Task objective >> Count how many lines of the records below contain the string "audi", and give only that number.

Pointing dataset excerpts >>
━━━━━━

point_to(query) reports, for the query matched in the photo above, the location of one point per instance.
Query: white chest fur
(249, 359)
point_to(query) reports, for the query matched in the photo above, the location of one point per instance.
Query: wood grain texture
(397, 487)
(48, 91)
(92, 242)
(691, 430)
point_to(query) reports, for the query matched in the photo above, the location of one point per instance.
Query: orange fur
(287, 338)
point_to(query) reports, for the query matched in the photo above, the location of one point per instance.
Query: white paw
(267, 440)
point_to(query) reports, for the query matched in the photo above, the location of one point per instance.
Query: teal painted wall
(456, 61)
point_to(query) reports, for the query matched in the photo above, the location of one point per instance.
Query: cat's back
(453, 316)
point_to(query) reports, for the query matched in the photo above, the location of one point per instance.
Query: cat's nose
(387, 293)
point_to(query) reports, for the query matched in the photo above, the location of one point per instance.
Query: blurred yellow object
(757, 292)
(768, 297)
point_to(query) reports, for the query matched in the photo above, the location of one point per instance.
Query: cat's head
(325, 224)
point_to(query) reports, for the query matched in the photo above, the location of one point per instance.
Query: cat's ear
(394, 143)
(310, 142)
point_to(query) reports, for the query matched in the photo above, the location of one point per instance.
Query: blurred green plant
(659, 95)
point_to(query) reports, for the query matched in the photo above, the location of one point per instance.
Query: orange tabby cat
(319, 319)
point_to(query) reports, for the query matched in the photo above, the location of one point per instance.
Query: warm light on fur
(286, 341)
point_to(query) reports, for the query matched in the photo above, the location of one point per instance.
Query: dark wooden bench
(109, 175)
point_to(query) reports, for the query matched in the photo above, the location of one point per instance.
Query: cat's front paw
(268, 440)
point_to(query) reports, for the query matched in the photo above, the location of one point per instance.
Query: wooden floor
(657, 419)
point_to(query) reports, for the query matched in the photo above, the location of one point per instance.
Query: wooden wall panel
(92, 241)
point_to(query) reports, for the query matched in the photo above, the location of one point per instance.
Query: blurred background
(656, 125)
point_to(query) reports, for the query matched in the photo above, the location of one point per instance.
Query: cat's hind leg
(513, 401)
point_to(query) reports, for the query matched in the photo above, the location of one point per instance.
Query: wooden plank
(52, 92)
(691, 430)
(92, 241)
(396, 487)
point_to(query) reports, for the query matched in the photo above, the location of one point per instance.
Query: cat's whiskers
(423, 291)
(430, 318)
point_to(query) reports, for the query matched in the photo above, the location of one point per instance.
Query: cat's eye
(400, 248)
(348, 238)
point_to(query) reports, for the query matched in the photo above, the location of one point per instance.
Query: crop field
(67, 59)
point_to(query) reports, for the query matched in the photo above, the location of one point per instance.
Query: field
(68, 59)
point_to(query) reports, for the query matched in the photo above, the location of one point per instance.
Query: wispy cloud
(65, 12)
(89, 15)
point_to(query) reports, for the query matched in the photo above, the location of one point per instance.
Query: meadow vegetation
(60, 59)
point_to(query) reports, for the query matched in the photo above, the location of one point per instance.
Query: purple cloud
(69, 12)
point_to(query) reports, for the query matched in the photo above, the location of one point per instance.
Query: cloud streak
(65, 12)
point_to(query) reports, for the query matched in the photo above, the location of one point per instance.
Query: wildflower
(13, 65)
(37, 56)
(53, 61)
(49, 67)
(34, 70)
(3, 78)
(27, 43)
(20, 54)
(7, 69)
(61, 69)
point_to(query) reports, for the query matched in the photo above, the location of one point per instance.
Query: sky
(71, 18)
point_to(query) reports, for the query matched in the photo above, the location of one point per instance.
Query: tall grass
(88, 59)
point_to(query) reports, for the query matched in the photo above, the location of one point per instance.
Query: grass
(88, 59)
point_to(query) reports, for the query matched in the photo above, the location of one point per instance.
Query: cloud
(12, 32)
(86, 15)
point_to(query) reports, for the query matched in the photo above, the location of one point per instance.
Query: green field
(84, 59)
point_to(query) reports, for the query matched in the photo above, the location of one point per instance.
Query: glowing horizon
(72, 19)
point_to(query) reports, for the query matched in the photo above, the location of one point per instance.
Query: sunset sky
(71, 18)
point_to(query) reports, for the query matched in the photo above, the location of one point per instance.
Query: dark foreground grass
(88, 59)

━━━━━━

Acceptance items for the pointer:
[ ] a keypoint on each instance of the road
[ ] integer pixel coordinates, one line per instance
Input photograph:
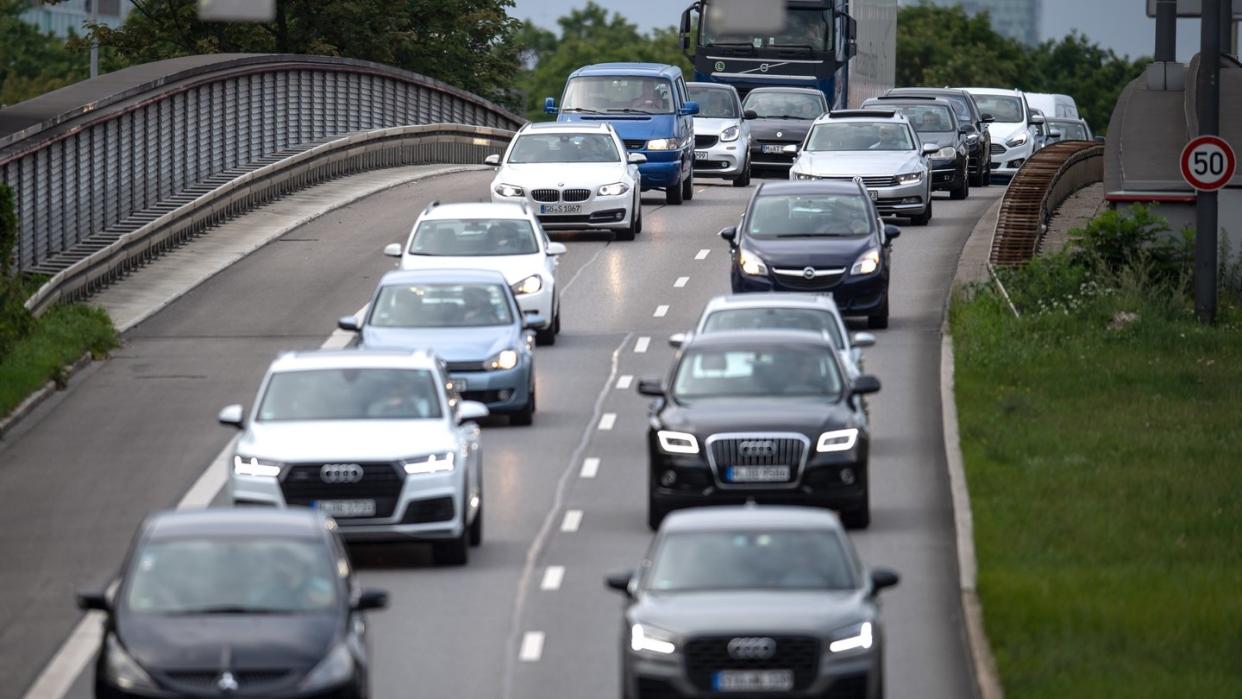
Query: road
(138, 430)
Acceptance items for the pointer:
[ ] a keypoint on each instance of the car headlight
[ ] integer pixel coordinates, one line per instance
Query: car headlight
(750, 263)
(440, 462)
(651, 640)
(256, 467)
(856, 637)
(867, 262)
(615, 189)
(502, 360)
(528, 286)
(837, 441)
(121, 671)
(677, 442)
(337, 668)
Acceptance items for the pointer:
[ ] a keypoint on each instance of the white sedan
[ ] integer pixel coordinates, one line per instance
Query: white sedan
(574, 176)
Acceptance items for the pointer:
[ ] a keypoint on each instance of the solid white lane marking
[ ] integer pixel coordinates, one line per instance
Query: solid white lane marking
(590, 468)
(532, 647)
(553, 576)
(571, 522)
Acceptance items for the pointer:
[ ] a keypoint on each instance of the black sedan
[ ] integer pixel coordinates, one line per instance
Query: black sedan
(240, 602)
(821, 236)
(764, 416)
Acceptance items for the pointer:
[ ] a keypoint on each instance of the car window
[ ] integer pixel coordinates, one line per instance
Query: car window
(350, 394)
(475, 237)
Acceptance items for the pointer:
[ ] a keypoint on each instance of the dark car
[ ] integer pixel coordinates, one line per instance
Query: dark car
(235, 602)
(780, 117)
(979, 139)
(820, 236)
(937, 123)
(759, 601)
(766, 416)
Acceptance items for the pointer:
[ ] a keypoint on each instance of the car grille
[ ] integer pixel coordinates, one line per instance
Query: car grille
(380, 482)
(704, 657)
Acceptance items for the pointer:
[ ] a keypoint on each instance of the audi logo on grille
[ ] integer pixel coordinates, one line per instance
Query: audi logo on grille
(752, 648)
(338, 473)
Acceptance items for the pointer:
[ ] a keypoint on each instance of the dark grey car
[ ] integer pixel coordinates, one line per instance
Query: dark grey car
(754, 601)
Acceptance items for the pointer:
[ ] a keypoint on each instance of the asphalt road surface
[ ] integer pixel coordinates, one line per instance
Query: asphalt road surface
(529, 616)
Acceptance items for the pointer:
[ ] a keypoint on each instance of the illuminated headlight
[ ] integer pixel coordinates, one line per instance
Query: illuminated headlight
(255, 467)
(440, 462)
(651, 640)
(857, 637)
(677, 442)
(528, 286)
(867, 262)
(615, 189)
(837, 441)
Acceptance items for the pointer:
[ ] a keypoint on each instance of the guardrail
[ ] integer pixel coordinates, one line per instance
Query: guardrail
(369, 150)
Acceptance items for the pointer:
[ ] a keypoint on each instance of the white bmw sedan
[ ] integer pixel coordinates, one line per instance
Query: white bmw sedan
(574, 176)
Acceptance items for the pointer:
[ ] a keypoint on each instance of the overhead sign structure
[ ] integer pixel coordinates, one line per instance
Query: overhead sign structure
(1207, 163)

━━━━━━

Output of the exercise >> 2